* [Short problem 1]:
Count how many lines of the records contain the string "rule", and give only the number.

* [Extract]:
━━━━━━
Princeton subsequently prepared a presentation for first-year students, in which it listed Katz’s published statement among a series of racist speech acts by representatives of the university stretching back to the 19th century. (Even worse, the website quoted not a verbatim but a tendentiously edited snippet of Katz’s text.) Faculty at Princeton objected but were overruled first by the vice provost for institutional equity and diversity and then by the dean of the faculty (both appointed by Eisgruber). Both rejected the claim that a web page produced by Princeton’s Diversity, Equity, and Inclusion office is an official university website; and both declared the selective omission of words from Katz’s statement to be irrelevant.
Faculty at Princeton then appealed to the university’s Committee on Conference and Faculty Appeal, a board of nine professors elected by the faculty. The faculty board rejected each step in the reasoning of the vice provost and dean of the faculty. Among other things, the committee held that the editing of Katz’s words did matter; and that the website was an official publication of the university.
━━━━━━
(Data records)

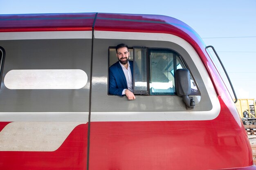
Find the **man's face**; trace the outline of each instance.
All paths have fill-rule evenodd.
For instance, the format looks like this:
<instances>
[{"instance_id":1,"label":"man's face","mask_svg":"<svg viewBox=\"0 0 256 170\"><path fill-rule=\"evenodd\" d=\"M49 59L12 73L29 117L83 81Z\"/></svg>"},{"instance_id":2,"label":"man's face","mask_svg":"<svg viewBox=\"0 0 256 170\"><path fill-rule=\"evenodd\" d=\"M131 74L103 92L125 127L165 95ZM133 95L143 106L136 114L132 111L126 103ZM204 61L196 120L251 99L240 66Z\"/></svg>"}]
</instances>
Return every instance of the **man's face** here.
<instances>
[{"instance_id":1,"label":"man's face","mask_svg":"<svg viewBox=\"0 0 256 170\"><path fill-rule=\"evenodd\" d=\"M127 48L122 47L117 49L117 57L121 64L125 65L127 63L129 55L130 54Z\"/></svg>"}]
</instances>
━━━━━━
* [Short problem 2]:
List every person, institution, office, and committee that the passage about Princeton refers to by proper name.

* [Task solution 1]:
3

* [Task solution 2]:
- Princeton
- Katz
- Eisgruber
- Diversity, Equity, and Inclusion office
- Committee on Conference and Faculty Appeal